» DIRECTIONS
Answer these questions from the Fallout Wasteland Warfare review below.
1. How many miniatures come in the starter set?
2. What is the name of the optional rule set that lets players build and upgrade a base?
3. Fewer than how many pages of the roleplaying game's book are devoted to the world of Fallout?

» PAGE
○ ○ ○ ○ ○
Fallout Wasteland Warfare: Starter Set
Fallout Wasteland Warfare is a turn-based strategy game that’s reminiscent of Fallout and Fallout 2, where isometric combat is replaced with a physical board and miniatures that perfectly recreate the post-apocalyptic universe that you know and love. It’s not uncommon for popular board game genres to get a popular IP slapped onto them and sold to the masses, but Fallout Wasteland Warfare aptly dodges this pitfall by designing itself from the ground up to fit within the Fallout universe, rather than to try and fit the Fallout universe into a cookie cutter board game. And therein lies the key to its success.
Fallout Wasteland Warfare is a perfectly competent strategy game with rules that are easy enough to learn, but detailed enough to remain interesting after more than a few hours of play. But what really sets it apart from other games of its genre is its faithful recreation of the Fallout games you know and love, from the S.P.E.C.I.A.L. stat system to the cheeky vault boy branding. As a longtime fan of the series, the game does a great job of lovingly recreating the world I’ve become so enamored with over the years.
The starter set comes with 13 miniatures, including 6 playable characters and 7 murderous enemies. You’ll also find custom dice, a deck of cards, and two maps upon which to put any miniatures or terrain, though terrain is sadly not included in this starter set. While the box contains enough to play a couple combat encounters you’ll find this starter set to be just that: the bare minimum to get started with this game, but not enough to play more than 2 or 3 sessions before getting pretty repetitive. Building a collection of miniatures and terrain to fully enjoy all that the radioactive wasteland has to offer will cost you a pretty penny.
Combat is usually slow and methodical where every move the players make can carry enormous consequences, whether it’s the armor and weapons they’re using, their positioning behind terrain or within environmental hazards, or their skills and stats. And because looting and meeting quirky characters are so central to the Fallout experience, random encounters and item scavenging opportunities will pop up to give some much needed narrative context for one’s actions.
But the star of the show with Fallout Wasteland Warfare is Settlement Mode, an optional rule set that allows players to build and upgrade a base over time which gives them access to new perks and equipment, and allows for progression over time so longer campaigns can be coordinated. This mode really sets the game apart from others like it, and helps fulfill the fantasy of surviving and thriving within the post-apocalyptic wasteland of Fallout.
Fallout Wasteland Warfare: Roleplaying Game
Though it’s advertised as a standalone RPG, Fallout Wasteland Warfare: Roleplaying Game is incredibly bare bones without the larger miniature game as its companion. As the name implies, this RPG focuses very heavily on warfare and treats roleplaying as an afterthought. Less than 15 pages of the book are dedicated to the world of Fallout itself, and practically zero of the game’s mechanics are geared towards anything other than aiming down the barrel of a gun. There are, for example, no rules for social encounters or mechanics for non-combat situations, which are some of my favorite parts of the Fallout franchise.
○ ○ ○ ○ ○
» STORED ROWS
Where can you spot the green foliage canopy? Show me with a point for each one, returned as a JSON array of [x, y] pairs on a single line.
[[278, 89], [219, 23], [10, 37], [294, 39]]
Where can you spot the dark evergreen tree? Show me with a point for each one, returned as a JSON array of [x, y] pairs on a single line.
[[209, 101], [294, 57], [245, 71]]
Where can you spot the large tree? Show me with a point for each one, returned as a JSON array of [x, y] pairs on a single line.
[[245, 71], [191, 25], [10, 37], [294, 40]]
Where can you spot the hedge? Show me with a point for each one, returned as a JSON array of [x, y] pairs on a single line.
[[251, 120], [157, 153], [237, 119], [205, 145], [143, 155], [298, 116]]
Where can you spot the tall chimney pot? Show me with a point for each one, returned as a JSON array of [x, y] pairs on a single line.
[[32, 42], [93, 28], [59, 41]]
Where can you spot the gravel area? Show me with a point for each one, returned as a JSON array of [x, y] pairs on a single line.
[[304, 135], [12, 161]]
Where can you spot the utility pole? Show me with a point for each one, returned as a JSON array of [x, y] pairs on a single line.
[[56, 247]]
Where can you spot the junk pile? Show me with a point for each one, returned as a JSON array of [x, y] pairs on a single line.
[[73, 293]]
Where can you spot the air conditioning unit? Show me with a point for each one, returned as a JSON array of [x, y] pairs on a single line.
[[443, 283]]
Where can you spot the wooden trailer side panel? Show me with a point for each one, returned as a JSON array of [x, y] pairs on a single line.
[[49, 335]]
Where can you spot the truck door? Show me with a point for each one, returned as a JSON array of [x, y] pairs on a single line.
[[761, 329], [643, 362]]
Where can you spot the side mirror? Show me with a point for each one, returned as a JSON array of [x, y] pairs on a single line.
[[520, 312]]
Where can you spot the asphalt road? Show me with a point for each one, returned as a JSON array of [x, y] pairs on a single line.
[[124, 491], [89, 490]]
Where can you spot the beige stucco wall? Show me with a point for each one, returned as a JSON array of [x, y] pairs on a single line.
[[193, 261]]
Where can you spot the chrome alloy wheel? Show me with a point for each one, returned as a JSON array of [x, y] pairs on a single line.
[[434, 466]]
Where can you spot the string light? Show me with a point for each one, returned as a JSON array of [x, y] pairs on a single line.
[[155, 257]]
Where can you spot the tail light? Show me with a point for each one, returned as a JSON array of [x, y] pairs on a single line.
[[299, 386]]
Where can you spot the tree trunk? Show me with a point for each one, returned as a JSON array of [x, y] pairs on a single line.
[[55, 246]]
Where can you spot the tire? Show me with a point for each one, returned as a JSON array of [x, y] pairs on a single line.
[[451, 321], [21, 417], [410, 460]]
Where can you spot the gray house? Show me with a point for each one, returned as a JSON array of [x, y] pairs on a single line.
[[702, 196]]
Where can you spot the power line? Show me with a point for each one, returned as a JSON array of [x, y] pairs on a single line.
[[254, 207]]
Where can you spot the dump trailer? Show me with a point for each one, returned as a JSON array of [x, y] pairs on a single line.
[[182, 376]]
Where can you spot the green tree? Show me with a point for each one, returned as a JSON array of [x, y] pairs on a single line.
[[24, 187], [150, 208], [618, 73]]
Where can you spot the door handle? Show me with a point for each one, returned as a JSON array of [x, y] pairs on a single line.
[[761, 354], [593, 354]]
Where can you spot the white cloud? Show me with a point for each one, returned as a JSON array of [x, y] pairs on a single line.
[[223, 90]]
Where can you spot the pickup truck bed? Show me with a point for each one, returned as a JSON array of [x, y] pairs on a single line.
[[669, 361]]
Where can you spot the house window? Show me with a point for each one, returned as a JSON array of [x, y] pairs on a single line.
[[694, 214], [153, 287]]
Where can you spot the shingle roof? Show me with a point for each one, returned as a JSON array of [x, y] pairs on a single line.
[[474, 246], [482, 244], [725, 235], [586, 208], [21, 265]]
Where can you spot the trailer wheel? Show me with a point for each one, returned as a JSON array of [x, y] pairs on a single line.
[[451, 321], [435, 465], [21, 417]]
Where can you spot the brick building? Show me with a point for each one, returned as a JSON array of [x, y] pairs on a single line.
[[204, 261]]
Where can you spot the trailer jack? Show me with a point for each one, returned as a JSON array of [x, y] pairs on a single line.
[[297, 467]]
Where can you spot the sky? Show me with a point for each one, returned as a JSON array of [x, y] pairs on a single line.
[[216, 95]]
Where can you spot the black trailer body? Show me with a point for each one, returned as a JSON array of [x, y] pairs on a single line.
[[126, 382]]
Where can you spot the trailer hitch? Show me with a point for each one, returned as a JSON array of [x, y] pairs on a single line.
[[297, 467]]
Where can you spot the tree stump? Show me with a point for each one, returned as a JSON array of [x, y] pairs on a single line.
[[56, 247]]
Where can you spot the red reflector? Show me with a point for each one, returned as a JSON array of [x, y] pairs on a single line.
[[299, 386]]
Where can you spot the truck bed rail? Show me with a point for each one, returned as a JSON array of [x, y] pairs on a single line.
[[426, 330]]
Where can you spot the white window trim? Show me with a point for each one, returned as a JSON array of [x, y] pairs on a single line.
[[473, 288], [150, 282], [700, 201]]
○ ○ ○ ○ ○
» RESPONSE FOR THIS EXERCISE
1. 13 miniatures: 6 playable characters and 7 enemies.
2. Settlement Mode.
3. 15 pages.